• SHORT EXERCISE
Rewrite the material below, putting "Mark" in place of every "Indicate" and changing nothing else.

• RECORDS TO USE

+++++

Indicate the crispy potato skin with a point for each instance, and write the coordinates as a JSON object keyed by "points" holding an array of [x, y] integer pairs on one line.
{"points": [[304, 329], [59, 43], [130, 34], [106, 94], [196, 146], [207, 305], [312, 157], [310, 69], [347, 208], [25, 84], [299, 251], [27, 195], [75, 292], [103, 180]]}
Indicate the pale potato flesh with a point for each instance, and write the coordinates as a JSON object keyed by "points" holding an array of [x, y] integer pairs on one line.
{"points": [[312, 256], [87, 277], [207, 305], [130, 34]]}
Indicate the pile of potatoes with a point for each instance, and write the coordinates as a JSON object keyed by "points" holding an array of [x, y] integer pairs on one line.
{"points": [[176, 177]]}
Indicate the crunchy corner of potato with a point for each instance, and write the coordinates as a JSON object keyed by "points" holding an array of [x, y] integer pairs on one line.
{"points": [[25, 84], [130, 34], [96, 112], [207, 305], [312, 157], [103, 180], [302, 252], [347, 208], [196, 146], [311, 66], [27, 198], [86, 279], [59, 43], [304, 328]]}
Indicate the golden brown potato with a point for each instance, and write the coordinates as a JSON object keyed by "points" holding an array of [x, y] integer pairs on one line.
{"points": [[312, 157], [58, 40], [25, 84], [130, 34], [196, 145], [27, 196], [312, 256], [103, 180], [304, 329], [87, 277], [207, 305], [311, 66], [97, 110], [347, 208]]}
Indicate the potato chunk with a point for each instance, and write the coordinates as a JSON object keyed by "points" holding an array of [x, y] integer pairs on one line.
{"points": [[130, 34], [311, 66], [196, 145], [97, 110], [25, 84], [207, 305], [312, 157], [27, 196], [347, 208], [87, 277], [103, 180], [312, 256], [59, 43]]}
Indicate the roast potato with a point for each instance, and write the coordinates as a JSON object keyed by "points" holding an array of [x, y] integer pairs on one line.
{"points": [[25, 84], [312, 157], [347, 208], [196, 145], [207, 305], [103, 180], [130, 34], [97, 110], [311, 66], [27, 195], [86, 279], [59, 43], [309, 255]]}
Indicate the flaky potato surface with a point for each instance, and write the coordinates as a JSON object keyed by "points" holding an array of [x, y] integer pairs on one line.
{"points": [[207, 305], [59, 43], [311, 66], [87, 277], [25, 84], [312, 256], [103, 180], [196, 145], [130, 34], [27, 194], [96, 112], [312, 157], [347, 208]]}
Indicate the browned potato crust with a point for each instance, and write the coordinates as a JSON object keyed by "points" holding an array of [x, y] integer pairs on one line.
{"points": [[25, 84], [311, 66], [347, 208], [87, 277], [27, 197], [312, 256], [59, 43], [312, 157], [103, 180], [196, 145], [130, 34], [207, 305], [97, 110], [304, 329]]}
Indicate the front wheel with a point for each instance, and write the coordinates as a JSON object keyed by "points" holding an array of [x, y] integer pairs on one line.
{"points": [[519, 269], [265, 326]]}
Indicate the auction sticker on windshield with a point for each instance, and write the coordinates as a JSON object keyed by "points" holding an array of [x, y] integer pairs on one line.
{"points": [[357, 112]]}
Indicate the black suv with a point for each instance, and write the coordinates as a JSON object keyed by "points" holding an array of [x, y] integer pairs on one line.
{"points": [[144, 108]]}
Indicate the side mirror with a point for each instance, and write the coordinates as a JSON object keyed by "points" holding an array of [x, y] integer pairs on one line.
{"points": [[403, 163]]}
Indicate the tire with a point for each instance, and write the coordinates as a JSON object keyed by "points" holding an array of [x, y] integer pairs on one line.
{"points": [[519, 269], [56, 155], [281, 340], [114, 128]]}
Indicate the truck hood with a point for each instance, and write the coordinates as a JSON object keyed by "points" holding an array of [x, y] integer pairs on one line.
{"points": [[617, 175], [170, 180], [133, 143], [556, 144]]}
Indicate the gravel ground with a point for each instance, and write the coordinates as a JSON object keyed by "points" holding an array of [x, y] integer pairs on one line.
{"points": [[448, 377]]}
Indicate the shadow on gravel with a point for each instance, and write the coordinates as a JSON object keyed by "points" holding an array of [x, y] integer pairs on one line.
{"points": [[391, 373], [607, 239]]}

+++++

• SOLUTION TO THIS TASK
Mark the crispy potato skin with a point for each instance, and write the coordinates as a JSON object keyed by "points" holding an array of [x, y] integer pairs on one line.
{"points": [[304, 329], [59, 43], [130, 34], [106, 94], [196, 146], [207, 305], [312, 157], [310, 69], [347, 208], [25, 84], [299, 251], [27, 195], [75, 292], [103, 180]]}
Mark the pale potato flesh with a point for each instance, and write the coordinates as a JSON object keyed by "points" holding an array of [x, y] integer pairs on one line.
{"points": [[312, 256], [87, 277], [207, 305], [130, 34]]}
Mark the pile of potatoes with a point for each instance, and write the coordinates as a JSON object keyed by "points" holding an array of [x, y] integer pairs on one line.
{"points": [[176, 177]]}
Mark the crunchy corner of potato with a point for each instance, and write the coordinates as a JSON object keyed by "points" holding an array of [x, y] integer pairs on one line.
{"points": [[25, 84], [130, 34], [96, 112], [207, 305], [312, 157], [103, 180], [302, 252], [347, 208], [196, 146], [311, 66], [27, 198], [86, 279], [59, 43], [304, 328]]}
Mark the golden brown potato with a point for each instance, and write the coordinates as a JSON object keyed by "points" holding an array of [x, y] integer pairs on one line.
{"points": [[312, 157], [58, 40], [25, 84], [130, 34], [196, 145], [27, 196], [312, 256], [103, 180], [304, 329], [87, 277], [207, 305], [311, 66], [97, 110], [347, 208]]}
Mark the potato chunk with a point for each instance, and write the coordinates as a JSON object keyed by "points" holding an array of [x, y] integer pairs on one line.
{"points": [[130, 34], [311, 66], [196, 145], [97, 110], [25, 84], [207, 305], [312, 157], [27, 196], [347, 208], [87, 277], [103, 180], [312, 256], [59, 43]]}
Mark the roast potato with a point for each instance, and write the coordinates as a JSON object keyed by "points" holding an array of [x, y] integer pairs on one line.
{"points": [[25, 84], [312, 157], [347, 208], [196, 145], [207, 305], [103, 180], [130, 34], [97, 110], [311, 66], [27, 195], [86, 279], [59, 43], [309, 255]]}
Mark the flaky potato surface with a point for each instance, and write the coordinates as a JSON object keyed by "points" holding an array of [x, y] integer pairs on one line.
{"points": [[207, 305], [59, 43], [311, 66], [87, 277], [25, 84], [312, 256], [103, 180], [196, 145], [130, 34], [27, 194], [96, 112], [312, 157], [347, 208]]}
Mark the browned potato crust with a point for each instance, and write the coordinates as a JSON object keyed by "points" holding an array of [x, y] integer pairs on one line.
{"points": [[25, 84], [311, 66], [347, 208], [87, 277], [27, 197], [312, 256], [59, 43], [312, 157], [103, 180], [196, 145], [130, 34], [207, 305], [97, 110], [304, 329]]}
Mark the front wheel with a point for each instance, and write the coordinates as a JSON object keyed by "points" holding an array of [x, y] integer pairs on one line.
{"points": [[519, 269], [265, 326]]}
Mark the auction sticker on windshield with a point for each instance, and write the coordinates as a JSON object keyed by "points" holding an array of [x, y] integer pairs on one line.
{"points": [[357, 112]]}
Mark the black suv with a point for each instance, and write the coordinates as a JSON object keyed by "points" holding an array of [x, y] integer pairs on one line.
{"points": [[144, 108]]}
Mark the side mirror with a point for each instance, and write the coordinates as a JSON object keyed by "points" holding an array of [x, y] integer pairs on one line.
{"points": [[403, 163]]}
Mark the tire with a point for each instance, and write the coordinates as a JSON object keyed by "points" holding an array of [x, y] integer pairs on one line.
{"points": [[519, 269], [56, 155], [281, 340], [114, 128]]}
Mark the truck hood with a point for each instance, and write the coordinates as a JSON object keyed by "points" holding an array of [x, y] integer pairs on one line.
{"points": [[617, 175], [170, 180], [133, 143], [556, 144]]}
Mark the gravel ground with a point for each instance, and write the coordinates as a JSON object keyed by "points" holding an array of [x, y] integer pairs on one line.
{"points": [[448, 377]]}
Mark the shadow on gravel with a point for each instance, and write the coordinates as a JSON object keyed by "points" holding an array of [x, y] integer pairs on one line.
{"points": [[391, 373], [607, 239]]}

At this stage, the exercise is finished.